- _Problem_:
Reproduce word for word the portion of the passage below on flexi cap and multi cap funds that begins at the words "A multi cap" and stops after "conditions are bad.".

- _Extract_:
— begin —

To understand flexi cap vs multi cap, you must first know about the classification of companies based on market capitalisation. As such, there are three types of companies – large cap, mid cap and small cap. Investments in large cap companies help with stability and capital protection, whereas investments in small cap and mid cap companies offer the potential for capital appreciation. While multi cap funds must invest in all three market cap segments, flexi-cap funds have a choice. Let’s understand how.  

What are multi cap funds?

A multi cap fund must invest a minimum of 75% in equities and equity-related instruments such that at least 25% of the corpus is invested in large cap, mid cap and small cap companies each. Yes, such mutual fund schemes have the liberty to increase the maximum investment to a particular segment to 50% in order to make the most of market opportunities. But there is also a restriction – they can’t reduce their exposure to a particular segment below 25% even if the market conditions are bad.  

What are flexi cap funds?

To help investors overcome the challenges faced by multi cap funds, the Securities and Exchange Board of India (SEBI) introduced flexi cap funds. Such funds must invest a minimum of 65% in equities and equity-related investments. But it is not mandatory for them to invest a minimum of 25% in any particular market cap segment. Instead, they have the liberty to invest dynamically across market capitalisations.

— end —

(Stored items from a collection)
— begin —

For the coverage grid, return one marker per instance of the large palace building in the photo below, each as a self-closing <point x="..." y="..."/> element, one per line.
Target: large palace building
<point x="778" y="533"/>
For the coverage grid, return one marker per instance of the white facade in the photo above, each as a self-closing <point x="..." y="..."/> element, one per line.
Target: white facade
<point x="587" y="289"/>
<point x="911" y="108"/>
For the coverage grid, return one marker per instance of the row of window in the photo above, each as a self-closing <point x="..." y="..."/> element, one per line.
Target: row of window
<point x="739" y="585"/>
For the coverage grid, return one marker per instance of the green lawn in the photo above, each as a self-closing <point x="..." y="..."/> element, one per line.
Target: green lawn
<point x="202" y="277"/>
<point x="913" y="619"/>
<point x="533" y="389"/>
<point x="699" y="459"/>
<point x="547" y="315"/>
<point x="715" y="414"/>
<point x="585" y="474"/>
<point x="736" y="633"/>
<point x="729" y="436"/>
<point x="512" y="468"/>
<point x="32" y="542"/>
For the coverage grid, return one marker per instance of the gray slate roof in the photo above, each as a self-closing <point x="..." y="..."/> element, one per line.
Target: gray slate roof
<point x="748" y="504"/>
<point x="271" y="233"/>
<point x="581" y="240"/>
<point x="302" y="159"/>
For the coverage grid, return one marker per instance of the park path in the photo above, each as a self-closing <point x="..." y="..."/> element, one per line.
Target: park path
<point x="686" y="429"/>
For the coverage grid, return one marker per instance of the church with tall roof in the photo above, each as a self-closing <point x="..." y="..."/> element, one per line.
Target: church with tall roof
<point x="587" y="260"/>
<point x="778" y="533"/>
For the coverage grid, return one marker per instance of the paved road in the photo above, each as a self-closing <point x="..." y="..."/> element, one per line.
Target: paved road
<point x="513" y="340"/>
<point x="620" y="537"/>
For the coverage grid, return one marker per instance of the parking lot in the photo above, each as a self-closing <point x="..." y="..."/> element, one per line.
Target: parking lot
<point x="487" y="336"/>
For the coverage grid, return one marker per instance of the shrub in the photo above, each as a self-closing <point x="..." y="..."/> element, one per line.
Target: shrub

— end —

- _In response_:
A multi cap fund must invest a minimum of 75% in equities and equity-related instruments such that at least 25% of the corpus is invested in large cap, mid cap and small cap companies each. Yes, such mutual fund schemes have the liberty to increase the maximum investment to a particular segment to 50% in order to make the most of market opportunities. But there is also a restriction – they can’t reduce their exposure to a particular segment below 25% even if the market conditions are bad.